Task description: Nothing in the listing may change. Repeat all of it.

Record extracts:
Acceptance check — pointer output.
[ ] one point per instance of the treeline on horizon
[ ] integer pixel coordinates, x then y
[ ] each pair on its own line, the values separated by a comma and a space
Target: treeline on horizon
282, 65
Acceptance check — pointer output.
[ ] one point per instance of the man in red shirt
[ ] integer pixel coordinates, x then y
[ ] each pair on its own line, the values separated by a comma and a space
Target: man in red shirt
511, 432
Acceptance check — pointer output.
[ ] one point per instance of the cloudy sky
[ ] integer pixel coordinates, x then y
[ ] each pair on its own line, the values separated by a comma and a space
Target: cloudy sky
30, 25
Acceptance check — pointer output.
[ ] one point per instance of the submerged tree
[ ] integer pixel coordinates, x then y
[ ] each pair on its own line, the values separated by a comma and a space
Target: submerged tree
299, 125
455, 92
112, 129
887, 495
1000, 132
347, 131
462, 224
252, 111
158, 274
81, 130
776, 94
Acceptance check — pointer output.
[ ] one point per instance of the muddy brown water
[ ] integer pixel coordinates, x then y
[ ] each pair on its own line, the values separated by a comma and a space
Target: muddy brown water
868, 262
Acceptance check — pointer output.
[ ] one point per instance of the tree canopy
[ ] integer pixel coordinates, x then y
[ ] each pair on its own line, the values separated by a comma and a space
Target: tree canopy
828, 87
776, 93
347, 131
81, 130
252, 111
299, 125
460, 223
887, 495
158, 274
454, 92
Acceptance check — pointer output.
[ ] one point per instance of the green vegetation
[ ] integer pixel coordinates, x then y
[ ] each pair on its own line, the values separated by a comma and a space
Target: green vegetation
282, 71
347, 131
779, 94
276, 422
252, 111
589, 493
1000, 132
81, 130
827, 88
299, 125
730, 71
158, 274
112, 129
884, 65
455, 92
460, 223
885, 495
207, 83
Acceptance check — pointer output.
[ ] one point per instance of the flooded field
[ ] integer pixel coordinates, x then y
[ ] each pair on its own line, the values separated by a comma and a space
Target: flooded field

Output of the exercise:
Acceptance check — pointer output.
[ ] one point per instance of the treeline on horizon
[ ] integer pixel coordinates, x then y
[ ] each pair on its own line, the values separated by a comma and a space
Target: treeline on horizon
282, 65
Acceptance check — pointer output.
[ ] one point per instance of the man in red shirt
[ ] integer pixel coordinates, x then y
[ ] each pair on its own line, the values separated by a comma and a space
Target: man in red shirt
511, 432
Acceptance check — pointer output.
[ ] one point per instance of the cloudy sky
[ ] integer pixel coordinates, x then y
[ ] each pair on its own line, the values separated by a comma and a space
Target: cloudy sky
30, 25
Acceptance check — pointer output.
[ ] one point per instance of the submerged tree
[ ] integer pixel coordinates, x then y
[ ] each pair on its own line, the values separated by a comma and a space
Target: submerged tree
299, 125
455, 92
112, 129
887, 495
1000, 132
347, 131
462, 224
252, 111
158, 274
81, 130
776, 94
Acceptance check — pointer output.
[ ] one point per instance of the muddy brown water
[ ] integer pixel coordinates, x then y
[ ] each pair on its own line, the values separated by a comma and a space
Target: muddy brown water
868, 262
Acceptance check — pointer output.
[ ] one point per instance of the tree canopy
[ ] integer pixel coordinates, x then y
[ ] each pair on its own line, the values separated by a comma and a space
Target: tree canopy
828, 87
776, 93
347, 131
81, 130
252, 111
299, 125
460, 223
887, 495
158, 274
454, 92
Acceptance check — pointer output.
[ ] one point per instance of the green vegetation
[ ] integer pixel coordinates, x then y
[ ] each pair on its own line, the values separated by a comma and a space
Target: green vegetation
282, 71
347, 131
779, 94
276, 422
252, 111
589, 493
1000, 132
81, 130
827, 88
299, 125
730, 71
158, 274
112, 129
884, 65
455, 92
460, 223
885, 495
207, 83
Acceptance check — pointer output.
[ ] one point per instance of the flooded field
[ ] integer pixel coordinates, x then y
[ ] each pair on its own line, the values separated by a comma and a space
Target: flooded field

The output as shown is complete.